Brano estratto ->
La Nato invierà, non prima di qualche mese, un totale di 80 carri armati, fra cui 31 Abrams americani e, dopo qualche resistenza, 14 Leopard tedeschi, ritenuti indispensabili dagli ucraini per fronteggiare le forze di terra russe. Oltre naturalmente al già avviato rifornimento di altro materiale bellico. Ma non sono palesemente pochi? Sembra più una mossa simbolica, se non proprio una presa in giro. Cosa ne pensa?
Parlando ovviamente a nome mio, credo di interpretare un sentimento abbastanza diffuso nel nostro Paese per cui certamente la solidarietà nei confronti del popolo ucraino che si sta battendo in modo straordinario contro l’aggressione russa resta intatta, ma la domanda che tutti ci facciamo, e credo cominci a diffondersi anche agli alti livelli della politica, è: dove finisce questo aiuto militare e dove può cominciare un negoziato di pace? Di pace non si è più parlato e non si parla più, questo è il dato di fondo. Sui giornali leggiamo delle interessantissime schede sulla potenza di fuoco dei carri armati Leopard confrontata con quella degli Abrams, siamo diventati grandi esperti di armamenti pesanti, però purtroppo ci sono i civili che perdono la vita, come si è visto nelle immagini di Kiev sventrata dai missili russi. La vita umana viene relegata nelle cronache fra le varie ed eventuali. Questo non è possibile.

Esercizio scritto A ->
Secondo il brano sui carri armati, quanti carri armati invierà in totale la Nato?
Esercizio scritto B ->
Trascrivi fedelmente la parte del brano sui carri armati che si apre con le parole contenenti "La Nato invierà, non" e si chiude con "Cosa ne pensa?".
Esercizio scritto C ->
Elenca tutti i numeri scritti in cifre che compaiono nel brano sui carri armati.
L'elenco che segue non ha alcun ruolo in questo lavoro.

Elenco dei dati ->
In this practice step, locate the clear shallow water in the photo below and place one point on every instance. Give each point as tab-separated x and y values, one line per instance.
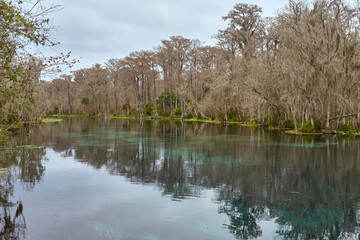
126	179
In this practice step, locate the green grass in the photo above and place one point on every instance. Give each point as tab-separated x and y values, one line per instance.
47	120
293	132
65	115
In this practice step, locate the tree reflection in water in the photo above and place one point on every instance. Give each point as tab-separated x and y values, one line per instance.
308	186
24	164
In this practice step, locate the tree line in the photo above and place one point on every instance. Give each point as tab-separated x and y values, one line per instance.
297	69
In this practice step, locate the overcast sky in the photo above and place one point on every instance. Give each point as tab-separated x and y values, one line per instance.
98	30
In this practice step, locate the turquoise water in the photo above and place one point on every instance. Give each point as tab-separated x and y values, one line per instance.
127	179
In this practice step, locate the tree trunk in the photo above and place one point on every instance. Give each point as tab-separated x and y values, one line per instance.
182	107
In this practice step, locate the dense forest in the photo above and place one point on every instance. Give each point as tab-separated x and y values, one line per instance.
298	69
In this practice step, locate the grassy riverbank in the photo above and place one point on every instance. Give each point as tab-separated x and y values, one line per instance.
285	128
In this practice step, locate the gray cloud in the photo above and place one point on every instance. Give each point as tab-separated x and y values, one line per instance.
98	30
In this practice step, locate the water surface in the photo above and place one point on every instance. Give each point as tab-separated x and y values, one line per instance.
129	179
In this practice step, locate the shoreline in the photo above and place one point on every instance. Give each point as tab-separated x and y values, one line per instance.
288	131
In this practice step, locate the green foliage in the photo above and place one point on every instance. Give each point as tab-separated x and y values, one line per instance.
220	115
288	123
134	112
165	98
347	129
4	137
126	107
85	101
149	108
308	128
48	120
177	112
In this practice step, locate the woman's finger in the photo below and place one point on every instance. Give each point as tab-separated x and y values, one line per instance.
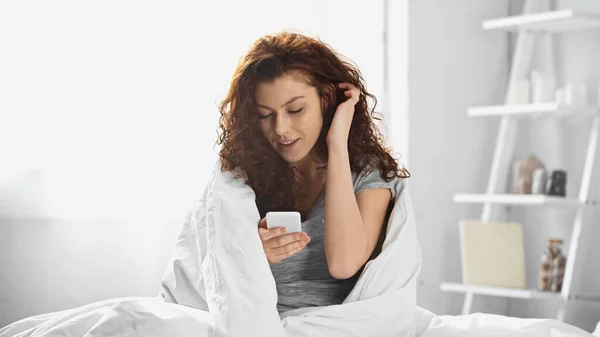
284	256
262	223
282	250
286	239
269	234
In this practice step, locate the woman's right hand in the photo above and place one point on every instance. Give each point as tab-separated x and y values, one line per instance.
277	245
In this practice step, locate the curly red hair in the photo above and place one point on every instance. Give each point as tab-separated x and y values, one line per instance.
245	150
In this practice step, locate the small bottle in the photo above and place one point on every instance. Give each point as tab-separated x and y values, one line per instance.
545	272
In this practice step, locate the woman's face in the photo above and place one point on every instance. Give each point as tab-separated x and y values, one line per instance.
291	116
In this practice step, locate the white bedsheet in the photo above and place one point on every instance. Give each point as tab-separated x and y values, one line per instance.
219	284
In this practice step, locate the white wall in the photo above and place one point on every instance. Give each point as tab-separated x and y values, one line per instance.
107	126
454	64
562	144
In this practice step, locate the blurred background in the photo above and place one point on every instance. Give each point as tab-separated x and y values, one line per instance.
108	122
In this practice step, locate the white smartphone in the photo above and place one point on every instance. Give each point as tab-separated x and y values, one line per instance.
289	220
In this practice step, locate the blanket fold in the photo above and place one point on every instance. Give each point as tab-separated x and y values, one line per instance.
219	283
219	264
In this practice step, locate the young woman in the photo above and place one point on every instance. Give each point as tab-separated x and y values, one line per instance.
297	124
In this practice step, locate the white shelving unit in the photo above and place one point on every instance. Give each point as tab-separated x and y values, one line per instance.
499	292
548	21
520	200
532	110
535	22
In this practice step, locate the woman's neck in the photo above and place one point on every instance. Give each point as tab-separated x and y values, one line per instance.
310	168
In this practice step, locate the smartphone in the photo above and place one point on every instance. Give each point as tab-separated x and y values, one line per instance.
289	220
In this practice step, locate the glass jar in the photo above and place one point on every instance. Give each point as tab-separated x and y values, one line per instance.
552	267
558	265
545	272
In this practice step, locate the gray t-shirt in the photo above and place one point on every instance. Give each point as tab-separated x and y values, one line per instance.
303	279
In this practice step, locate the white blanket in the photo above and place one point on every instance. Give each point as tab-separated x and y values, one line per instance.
219	284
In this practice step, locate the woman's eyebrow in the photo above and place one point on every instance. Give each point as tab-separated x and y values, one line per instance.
290	101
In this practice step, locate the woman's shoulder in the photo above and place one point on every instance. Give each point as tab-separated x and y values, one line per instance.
371	178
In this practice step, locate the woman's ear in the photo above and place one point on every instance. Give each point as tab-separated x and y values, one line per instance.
328	98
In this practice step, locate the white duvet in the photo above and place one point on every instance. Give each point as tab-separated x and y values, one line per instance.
219	284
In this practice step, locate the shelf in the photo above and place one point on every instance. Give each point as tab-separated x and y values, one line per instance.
497	291
532	110
550	22
518	200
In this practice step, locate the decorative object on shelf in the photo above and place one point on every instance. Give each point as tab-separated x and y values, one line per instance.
540	179
552	267
492	254
523	173
558	183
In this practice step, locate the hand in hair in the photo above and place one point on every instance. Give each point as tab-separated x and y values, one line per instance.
342	120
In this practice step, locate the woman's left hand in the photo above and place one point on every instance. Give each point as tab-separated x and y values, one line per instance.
340	126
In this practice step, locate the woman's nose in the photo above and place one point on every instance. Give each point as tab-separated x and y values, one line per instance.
282	124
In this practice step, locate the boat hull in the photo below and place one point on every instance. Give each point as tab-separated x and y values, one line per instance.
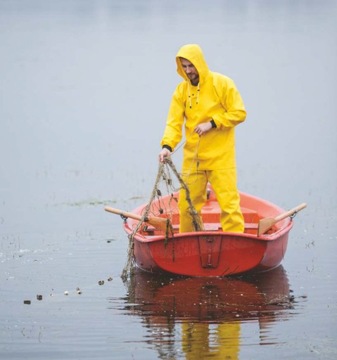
213	253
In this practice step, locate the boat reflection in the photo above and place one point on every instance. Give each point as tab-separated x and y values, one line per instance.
200	317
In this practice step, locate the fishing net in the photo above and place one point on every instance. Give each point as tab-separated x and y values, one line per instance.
168	182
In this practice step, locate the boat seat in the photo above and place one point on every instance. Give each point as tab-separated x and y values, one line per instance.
249	227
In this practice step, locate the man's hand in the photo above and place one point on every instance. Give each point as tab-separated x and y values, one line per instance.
203	128
164	154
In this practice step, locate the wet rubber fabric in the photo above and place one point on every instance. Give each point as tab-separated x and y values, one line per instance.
224	185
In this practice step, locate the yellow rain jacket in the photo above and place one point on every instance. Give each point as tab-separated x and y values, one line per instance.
216	97
211	156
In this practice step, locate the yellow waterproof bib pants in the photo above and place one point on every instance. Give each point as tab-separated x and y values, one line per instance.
224	185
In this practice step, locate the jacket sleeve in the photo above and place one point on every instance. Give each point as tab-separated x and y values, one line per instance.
175	119
234	110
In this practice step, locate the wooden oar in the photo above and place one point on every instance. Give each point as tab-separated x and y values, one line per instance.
157	222
267	223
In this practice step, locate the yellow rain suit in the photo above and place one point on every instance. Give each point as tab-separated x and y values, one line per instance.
210	157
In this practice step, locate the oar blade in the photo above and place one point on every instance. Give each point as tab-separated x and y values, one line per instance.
265	225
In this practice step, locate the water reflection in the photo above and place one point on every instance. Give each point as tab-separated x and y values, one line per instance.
201	317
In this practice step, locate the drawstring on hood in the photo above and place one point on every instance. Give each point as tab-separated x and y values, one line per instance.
194	54
189	94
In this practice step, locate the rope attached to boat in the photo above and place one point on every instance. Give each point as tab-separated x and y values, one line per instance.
163	177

Risultato dell'esercizio A ->
80 carri armati.

Risultato dell'esercizio B ->
La Nato invierà, non prima di qualche mese, un totale di 80 carri armati, fra cui 31 Abrams americani e, dopo qualche resistenza, 14 Leopard tedeschi, ritenuti indispensabili dagli ucraini per fronteggiare le forze di terra russe. Oltre naturalmente al già avviato rifornimento di altro materiale bellico. Ma non sono palesemente pochi? Sembra più una mossa simbolica, se non proprio una presa in giro. Cosa ne pensa?

Risultato dell'esercizio C ->
80, 31, 14